Report every line of the rows below that contains the word "dark".

(Location identification entries)
════

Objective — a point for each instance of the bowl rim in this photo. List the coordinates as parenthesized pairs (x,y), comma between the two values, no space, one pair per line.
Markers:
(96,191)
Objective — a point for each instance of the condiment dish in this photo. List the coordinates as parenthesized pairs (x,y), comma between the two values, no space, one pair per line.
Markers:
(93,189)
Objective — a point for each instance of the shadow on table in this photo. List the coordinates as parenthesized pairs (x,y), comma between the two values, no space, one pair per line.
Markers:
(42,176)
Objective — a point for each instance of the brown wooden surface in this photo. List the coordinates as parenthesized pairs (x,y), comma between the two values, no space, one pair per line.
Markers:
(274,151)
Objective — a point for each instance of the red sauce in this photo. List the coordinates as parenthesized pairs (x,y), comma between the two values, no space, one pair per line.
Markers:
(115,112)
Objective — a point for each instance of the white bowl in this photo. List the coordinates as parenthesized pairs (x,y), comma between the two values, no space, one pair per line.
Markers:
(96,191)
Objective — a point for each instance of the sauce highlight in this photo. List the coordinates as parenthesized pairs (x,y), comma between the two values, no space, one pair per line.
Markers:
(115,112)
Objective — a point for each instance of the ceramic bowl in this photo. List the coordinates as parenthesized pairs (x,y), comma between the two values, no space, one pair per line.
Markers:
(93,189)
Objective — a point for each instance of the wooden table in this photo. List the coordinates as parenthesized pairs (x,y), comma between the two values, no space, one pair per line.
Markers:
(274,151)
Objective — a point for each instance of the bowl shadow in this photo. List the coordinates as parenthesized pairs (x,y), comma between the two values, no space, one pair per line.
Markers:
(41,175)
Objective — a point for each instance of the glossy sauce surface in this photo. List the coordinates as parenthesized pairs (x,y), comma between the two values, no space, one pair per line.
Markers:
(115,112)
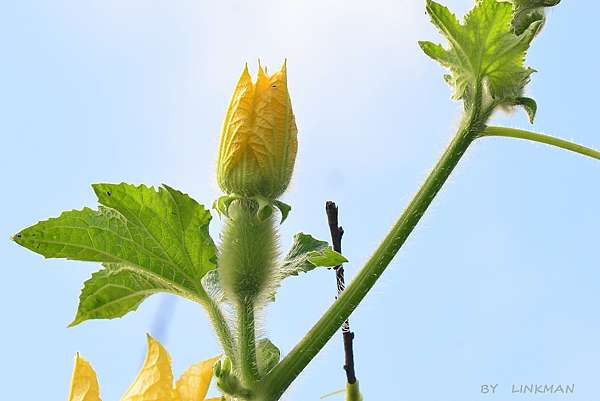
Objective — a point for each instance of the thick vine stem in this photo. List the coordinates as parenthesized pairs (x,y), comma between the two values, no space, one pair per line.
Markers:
(541,138)
(279,379)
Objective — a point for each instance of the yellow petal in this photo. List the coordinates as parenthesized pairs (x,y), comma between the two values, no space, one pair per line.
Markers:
(155,380)
(193,383)
(84,383)
(235,132)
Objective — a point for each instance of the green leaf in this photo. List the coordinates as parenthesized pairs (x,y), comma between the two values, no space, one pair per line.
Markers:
(483,52)
(528,12)
(267,356)
(150,241)
(307,253)
(116,290)
(529,105)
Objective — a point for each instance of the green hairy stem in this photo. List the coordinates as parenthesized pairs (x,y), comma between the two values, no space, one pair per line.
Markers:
(247,343)
(278,380)
(248,274)
(545,139)
(222,330)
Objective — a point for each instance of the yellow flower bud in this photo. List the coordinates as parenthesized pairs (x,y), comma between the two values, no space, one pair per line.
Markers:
(258,141)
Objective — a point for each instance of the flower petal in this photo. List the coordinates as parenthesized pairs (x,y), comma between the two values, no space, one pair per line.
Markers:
(155,380)
(84,383)
(193,383)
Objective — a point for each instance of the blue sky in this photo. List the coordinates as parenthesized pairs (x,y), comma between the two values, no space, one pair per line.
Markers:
(498,284)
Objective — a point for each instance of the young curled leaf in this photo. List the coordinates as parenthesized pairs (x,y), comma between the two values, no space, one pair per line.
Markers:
(308,253)
(528,12)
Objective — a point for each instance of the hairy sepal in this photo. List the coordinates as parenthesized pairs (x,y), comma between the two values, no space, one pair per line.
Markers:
(247,254)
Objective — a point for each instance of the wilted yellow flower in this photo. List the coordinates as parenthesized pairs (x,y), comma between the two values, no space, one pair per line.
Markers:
(258,141)
(153,383)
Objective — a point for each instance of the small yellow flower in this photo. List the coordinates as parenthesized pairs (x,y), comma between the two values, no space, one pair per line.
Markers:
(153,383)
(259,137)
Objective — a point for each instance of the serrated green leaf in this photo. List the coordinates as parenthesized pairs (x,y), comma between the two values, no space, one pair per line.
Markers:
(151,240)
(117,290)
(307,253)
(528,12)
(484,51)
(267,356)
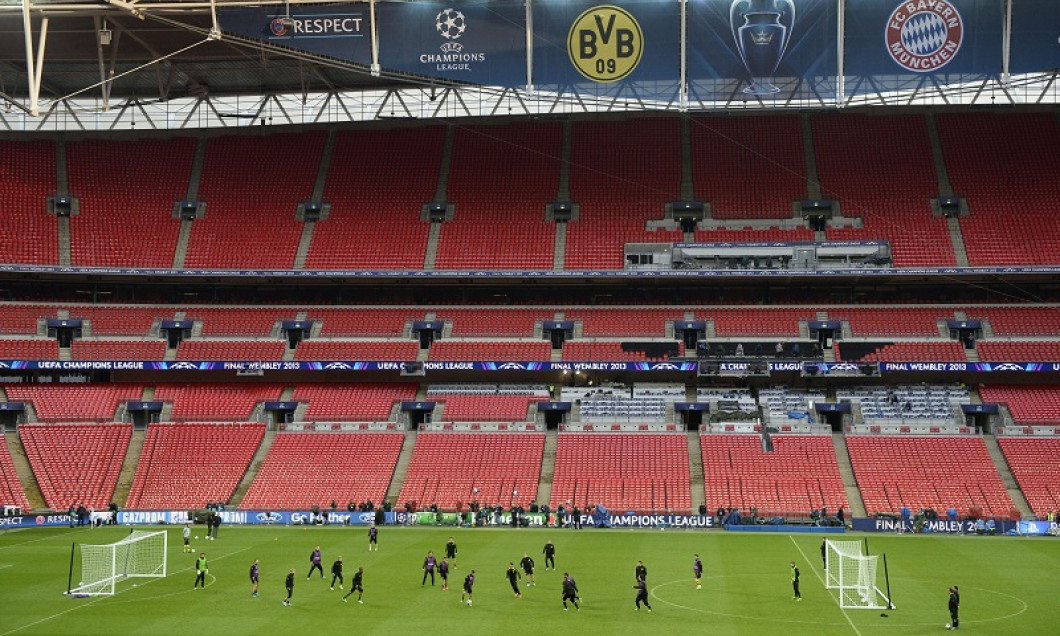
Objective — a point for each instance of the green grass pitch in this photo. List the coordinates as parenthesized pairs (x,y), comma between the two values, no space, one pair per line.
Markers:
(1008,585)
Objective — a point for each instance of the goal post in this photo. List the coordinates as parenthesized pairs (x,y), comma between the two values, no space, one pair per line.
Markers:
(855,577)
(140,554)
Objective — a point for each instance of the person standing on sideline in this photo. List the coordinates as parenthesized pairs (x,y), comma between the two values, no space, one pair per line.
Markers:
(428,568)
(254,576)
(641,572)
(443,572)
(513,577)
(315,564)
(641,588)
(356,585)
(549,553)
(527,564)
(337,572)
(469,583)
(569,592)
(289,584)
(451,551)
(201,569)
(954,607)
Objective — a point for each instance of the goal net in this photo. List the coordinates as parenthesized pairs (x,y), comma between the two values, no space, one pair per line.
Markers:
(854,576)
(140,554)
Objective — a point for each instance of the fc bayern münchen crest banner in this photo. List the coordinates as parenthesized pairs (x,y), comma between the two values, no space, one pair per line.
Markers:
(477,41)
(904,45)
(340,31)
(597,49)
(1035,46)
(762,49)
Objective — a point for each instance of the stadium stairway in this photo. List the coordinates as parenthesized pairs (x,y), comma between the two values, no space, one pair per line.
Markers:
(255,464)
(847,473)
(547,466)
(401,469)
(129,464)
(1006,477)
(25,476)
(698,491)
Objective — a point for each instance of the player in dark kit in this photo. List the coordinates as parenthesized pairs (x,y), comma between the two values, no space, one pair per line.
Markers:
(289,584)
(337,572)
(254,576)
(549,553)
(513,577)
(954,607)
(795,576)
(569,592)
(451,551)
(469,583)
(315,564)
(428,568)
(443,572)
(356,585)
(527,564)
(201,569)
(641,588)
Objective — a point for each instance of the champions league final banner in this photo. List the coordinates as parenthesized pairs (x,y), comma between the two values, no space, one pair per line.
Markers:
(607,51)
(764,49)
(903,45)
(340,31)
(478,41)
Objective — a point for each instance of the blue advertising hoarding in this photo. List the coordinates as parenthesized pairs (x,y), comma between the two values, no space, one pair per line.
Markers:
(762,49)
(340,31)
(1035,46)
(604,50)
(904,45)
(477,41)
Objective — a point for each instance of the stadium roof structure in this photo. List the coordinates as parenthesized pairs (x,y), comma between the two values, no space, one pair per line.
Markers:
(110,65)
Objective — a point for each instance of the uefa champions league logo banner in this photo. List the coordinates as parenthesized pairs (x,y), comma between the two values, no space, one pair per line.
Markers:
(762,49)
(631,49)
(1035,46)
(340,31)
(903,45)
(477,41)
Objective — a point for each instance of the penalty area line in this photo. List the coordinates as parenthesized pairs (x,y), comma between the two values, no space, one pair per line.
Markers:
(823,584)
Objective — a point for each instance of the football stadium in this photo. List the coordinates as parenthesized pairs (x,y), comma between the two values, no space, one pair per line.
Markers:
(674,316)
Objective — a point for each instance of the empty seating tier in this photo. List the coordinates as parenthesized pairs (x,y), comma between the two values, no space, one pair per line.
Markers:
(76,463)
(189,465)
(454,469)
(314,469)
(352,403)
(640,472)
(926,472)
(799,475)
(74,403)
(1034,463)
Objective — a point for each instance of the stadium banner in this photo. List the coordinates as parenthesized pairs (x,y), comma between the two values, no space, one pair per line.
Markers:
(339,31)
(602,50)
(762,49)
(905,45)
(1035,41)
(479,41)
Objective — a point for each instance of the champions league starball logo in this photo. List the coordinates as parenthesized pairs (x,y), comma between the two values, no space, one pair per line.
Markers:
(923,36)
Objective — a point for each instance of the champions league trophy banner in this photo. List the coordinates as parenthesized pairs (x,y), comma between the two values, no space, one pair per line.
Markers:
(761,30)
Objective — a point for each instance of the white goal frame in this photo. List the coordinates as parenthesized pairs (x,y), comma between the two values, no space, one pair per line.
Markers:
(142,554)
(854,576)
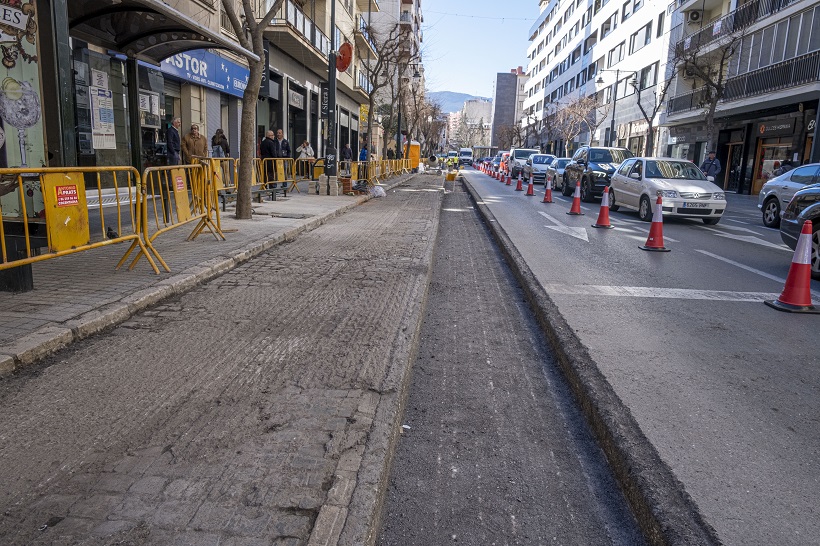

════

● **Right answer**
Objective — a point for each instance of the player in dark kit in this photo. List the coordinates as parenthesized pairs (x,y), comma between the two values, no space, one pair per line.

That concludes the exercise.